• _Exercise a_: List the section headings in the course description that follows.

• _Source_:
────────────────────────────────────────

About the Course

A career in patisserie arts calls for a mastery of techniques fused with artistic finesse. It requires individuals with attention to detail, precision and patience; traits needed to be a successful patissier. The diploma programme in patisserie arts will equip you with the fundamentals of pastry making, right up to creating complex confectioneries, preparing you well for a career in the baking industry. Our industry-standard on-campus kitchens will provide you with an authentic feel of working in a real kitchen, and the guidance by our lecturers, who are seasoned professionals, will enhance your patisserie skills. In your final year of studies, you will try your hand at entrepreneurship and be placed in internship, which rounds off your culinary training and readies you for the career route or further study in patisserie arts.

Entry Requirements

You need to pass SPM or equivalent with at least a Credit in three (3) subjects or equivalent OR obtain one (1) Credit at SPM level plus a Level-3 Skills Certificate OR obtain a recognized MQF Level-3 certificate in a related field OR pass UEC with a B in three (3) subjects OR pass O-Level with a C in three (3) subjects OR pass Malaysia Skills Certificate (SKM) / Community College Certificate (both MQF Level 3) in a related field and pass SPM with one (1) OR pass STPM or equivalent with at least a C (2.00 CGPA) in one (1) subject or pass STAM with Maqbul OR obtain other equivalent qualifications recognized by the Government of Malaysia. 

Duration of Study

2 ½ years


 (R/811/4/0251) (05/25) (MQA/FA4895)

────────────────────────────────────────

• _Entries_:
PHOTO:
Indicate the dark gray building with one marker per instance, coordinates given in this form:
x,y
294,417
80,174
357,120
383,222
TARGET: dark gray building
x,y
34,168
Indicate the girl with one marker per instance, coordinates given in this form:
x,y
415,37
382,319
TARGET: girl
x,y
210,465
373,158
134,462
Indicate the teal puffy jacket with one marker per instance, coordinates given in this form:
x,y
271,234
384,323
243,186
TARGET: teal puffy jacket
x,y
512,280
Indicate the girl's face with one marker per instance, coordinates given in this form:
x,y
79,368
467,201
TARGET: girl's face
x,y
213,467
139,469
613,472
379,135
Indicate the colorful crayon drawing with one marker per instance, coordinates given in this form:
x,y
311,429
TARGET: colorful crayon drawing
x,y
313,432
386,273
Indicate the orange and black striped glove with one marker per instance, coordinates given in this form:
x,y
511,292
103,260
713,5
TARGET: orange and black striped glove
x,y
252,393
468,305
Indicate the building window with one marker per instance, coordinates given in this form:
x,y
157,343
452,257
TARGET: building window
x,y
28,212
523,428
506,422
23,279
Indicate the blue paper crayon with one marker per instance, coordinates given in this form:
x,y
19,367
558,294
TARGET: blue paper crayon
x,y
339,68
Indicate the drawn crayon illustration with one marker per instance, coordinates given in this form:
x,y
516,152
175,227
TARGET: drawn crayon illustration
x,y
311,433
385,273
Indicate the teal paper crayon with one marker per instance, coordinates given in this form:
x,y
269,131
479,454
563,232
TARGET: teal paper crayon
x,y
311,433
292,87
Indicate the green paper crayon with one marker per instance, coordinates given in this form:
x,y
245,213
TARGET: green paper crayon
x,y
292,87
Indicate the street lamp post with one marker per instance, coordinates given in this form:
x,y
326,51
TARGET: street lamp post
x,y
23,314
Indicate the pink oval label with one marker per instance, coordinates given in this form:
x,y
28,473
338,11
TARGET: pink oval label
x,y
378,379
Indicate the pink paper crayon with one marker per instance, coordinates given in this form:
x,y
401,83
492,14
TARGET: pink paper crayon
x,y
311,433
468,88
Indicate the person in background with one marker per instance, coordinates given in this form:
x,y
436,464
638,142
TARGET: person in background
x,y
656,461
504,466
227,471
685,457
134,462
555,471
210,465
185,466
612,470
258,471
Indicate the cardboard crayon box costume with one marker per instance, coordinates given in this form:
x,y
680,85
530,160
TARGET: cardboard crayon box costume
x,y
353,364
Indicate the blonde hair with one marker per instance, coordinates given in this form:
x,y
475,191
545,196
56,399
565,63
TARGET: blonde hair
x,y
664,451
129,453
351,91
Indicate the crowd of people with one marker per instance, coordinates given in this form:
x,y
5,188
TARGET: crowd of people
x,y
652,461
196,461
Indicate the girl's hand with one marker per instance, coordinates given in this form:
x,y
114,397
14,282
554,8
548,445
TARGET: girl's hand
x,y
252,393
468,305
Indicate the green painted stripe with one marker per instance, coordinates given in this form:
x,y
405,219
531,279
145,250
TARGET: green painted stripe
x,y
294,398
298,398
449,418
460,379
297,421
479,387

────────────────────────────────────────

• _Exercise b_: Arrange the records as a Markdown table with the columns Number and Record line, starting at the line containing "Indicate the green painted" and ending at the last line of the records. Leave out blank lines.

• _Expected answer a_:
- About the Course
- Entry Requirements
- Duration of Study

• _Expected answer b_:
| Number | Record line |
|---|---|
| 1 | Indicate the green painted stripe with one marker per instance, coordinates given in this form: |
| 2 | x,y |
| 3 | 405,219 |
| 4 | 531,279 |
| 5 | 145,250 |
| 6 | TARGET: green painted stripe |
| 7 | x,y |
| 8 | 294,398 |
| 9 | 298,398 |
| 10 | 449,418 |
| 11 | 460,379 |
| 12 | 297,421 |
| 13 | 479,387 |